▶ [Work to complete]:
• 1. Set down, word for word, the stretch of the PG crash thread from "The database is" through "termination message.".
• 2. In the PG crash thread, turn the paragraph beginning "The database is always recovered" into a short bulleted list that keeps its main facts.
• 3. Extend the PG crash thread with a few sentences that follow on from its last sentence.

▶ [Text extract]:
============================================================

On 2/15/21 1:15 PM, Joe Abbate wrote:
Hello,
We've been experiencing PG server process crashes about every other week
on a mostly read only website (except for a single insert/update on page
access). Typical log entries look like
LOG: checkpointer process (PID 11200) was terminated by signal 9: Killed
LOG: terminating any other active server processes
Have you looked at the system logs to see if the OOM killer is involved?
Other than the checkpointer, the server process that was terminated was
either doing a "BEGIN READ WRITE", a "COMMIT" or executing a specific
SELECT.
The database is always recovered within a second and everything else
appears to resume normally. We're not certain about what triggers this,
but in several instances the web logs show an external bot issuing
multiple HEAD requests on what is logically a single page. The web
server logs show "broken pipe" and EOF errors, and PG logs sometimes
shows a number of "incomplete startup packet" messages before the
termination message.

============================================================

▶ [Data records]:
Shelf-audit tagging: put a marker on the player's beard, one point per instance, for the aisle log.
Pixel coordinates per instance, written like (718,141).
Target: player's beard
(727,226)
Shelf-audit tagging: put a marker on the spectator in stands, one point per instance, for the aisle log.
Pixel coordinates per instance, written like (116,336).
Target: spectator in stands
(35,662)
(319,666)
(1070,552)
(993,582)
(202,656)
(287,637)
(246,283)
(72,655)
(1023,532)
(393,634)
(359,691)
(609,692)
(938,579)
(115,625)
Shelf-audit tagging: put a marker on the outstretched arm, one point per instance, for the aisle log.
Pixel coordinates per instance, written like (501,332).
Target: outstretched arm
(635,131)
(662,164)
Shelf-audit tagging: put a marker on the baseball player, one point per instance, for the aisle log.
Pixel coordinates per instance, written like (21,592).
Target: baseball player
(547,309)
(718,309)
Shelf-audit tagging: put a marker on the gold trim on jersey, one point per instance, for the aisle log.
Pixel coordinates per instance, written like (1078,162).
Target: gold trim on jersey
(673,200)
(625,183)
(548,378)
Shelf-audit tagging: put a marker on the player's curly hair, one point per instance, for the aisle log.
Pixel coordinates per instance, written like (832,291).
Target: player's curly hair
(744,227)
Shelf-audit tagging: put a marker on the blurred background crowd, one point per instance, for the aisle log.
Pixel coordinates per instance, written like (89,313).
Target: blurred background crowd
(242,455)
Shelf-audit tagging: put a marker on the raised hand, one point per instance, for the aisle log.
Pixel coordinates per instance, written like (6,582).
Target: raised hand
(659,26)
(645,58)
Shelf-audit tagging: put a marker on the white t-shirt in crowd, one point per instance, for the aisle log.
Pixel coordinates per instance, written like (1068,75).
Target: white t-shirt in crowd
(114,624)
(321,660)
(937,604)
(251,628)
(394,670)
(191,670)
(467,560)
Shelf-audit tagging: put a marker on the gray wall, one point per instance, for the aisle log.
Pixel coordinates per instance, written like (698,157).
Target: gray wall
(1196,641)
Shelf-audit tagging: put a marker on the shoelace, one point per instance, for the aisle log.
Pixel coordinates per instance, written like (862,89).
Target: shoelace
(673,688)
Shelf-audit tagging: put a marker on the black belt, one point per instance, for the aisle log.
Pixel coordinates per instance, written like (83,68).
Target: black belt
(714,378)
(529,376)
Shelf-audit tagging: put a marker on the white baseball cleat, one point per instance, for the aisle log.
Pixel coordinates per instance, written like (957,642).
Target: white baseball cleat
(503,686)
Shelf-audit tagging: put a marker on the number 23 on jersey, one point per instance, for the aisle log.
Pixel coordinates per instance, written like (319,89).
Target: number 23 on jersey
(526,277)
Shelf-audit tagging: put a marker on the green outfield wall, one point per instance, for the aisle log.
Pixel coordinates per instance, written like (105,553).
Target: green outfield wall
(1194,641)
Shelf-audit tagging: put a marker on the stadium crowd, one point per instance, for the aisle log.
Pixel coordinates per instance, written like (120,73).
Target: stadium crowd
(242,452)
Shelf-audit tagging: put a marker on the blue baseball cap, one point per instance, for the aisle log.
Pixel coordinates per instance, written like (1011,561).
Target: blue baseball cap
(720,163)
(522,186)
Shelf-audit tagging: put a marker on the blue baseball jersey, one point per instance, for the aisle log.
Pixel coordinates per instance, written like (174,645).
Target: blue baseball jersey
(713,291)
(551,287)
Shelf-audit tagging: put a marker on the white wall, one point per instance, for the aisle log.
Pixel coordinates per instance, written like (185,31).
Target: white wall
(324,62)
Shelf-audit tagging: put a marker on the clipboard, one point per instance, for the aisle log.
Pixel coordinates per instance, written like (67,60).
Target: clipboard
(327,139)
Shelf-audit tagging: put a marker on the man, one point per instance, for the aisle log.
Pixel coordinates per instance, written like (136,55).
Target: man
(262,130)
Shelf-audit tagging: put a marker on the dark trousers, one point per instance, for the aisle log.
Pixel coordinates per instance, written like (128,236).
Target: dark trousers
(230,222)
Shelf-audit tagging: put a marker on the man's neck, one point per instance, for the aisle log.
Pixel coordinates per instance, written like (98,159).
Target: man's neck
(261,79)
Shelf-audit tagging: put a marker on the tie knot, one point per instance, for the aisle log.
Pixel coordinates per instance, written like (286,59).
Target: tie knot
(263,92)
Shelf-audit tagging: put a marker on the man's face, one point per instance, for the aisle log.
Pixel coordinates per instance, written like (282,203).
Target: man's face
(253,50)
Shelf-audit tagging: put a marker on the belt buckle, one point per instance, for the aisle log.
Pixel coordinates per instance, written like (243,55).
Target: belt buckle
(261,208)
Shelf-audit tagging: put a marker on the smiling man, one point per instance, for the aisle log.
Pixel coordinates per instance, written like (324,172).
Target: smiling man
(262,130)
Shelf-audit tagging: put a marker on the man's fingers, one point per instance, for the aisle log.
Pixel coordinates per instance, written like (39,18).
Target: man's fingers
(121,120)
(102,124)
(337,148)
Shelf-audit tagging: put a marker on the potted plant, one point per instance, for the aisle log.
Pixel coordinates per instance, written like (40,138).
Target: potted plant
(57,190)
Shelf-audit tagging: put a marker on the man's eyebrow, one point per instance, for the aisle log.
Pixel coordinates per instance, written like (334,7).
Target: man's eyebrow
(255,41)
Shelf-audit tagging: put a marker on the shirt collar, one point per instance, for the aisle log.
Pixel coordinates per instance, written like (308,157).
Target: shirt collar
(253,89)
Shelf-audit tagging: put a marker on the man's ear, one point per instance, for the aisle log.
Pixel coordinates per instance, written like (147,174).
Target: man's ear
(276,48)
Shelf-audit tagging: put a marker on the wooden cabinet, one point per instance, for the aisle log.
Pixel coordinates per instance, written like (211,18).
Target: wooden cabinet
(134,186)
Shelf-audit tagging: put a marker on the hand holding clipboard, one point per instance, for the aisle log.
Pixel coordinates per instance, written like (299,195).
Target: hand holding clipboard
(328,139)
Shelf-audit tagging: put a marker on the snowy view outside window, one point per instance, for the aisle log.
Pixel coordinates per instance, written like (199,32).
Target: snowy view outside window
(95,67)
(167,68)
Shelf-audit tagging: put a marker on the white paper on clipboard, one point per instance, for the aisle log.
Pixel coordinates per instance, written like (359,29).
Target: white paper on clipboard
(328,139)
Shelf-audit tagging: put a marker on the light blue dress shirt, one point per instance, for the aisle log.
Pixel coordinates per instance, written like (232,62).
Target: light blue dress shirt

============================================================

▶ [Answers for the tasks]:
• 1.
The database is always recovered within a second and everything else
appears to resume normally. We're not certain about what triggers this,
but in several instances the web logs show an external bot issuing
multiple HEAD requests on what is logically a single page. The web
server logs show "broken pipe" and EOF errors, and PG logs sometimes
shows a number of "incomplete startup packet" messages before the
termination message.

• 2.
- The database always recovers within a second, and everything else appears to resume normally.
- The trigger is not certain.
- In several instances, the web logs show an external bot issuing multiple HEAD requests on what is logically a single page.
- The web server logs show "broken pipe" and EOF errors.
- PG logs sometimes show a number of "incomplete startup packet" messages before the termination message.

• 3.
This started roughly when the site was migrated to Go, whose web
"processes" run as "goroutines", scheduled by Go's runtime (previously
the site used Python and Gunicorn to serve the pages, which probably
isolated the PG processes from a barrage of nearly simultaneous requests).
As I understand it, the PG server processes doing a SELECT are spawned
as children of the Go process, so presumably if a "goroutine" dies, the
associated PG process would die too, but I'm not sure I grasp why that
would cause a recovery/restart. I also don't understand where the
checkpointer process fits in the picture (and what would cause it to die).
For the record, this is on PG 11.9 running on Debian.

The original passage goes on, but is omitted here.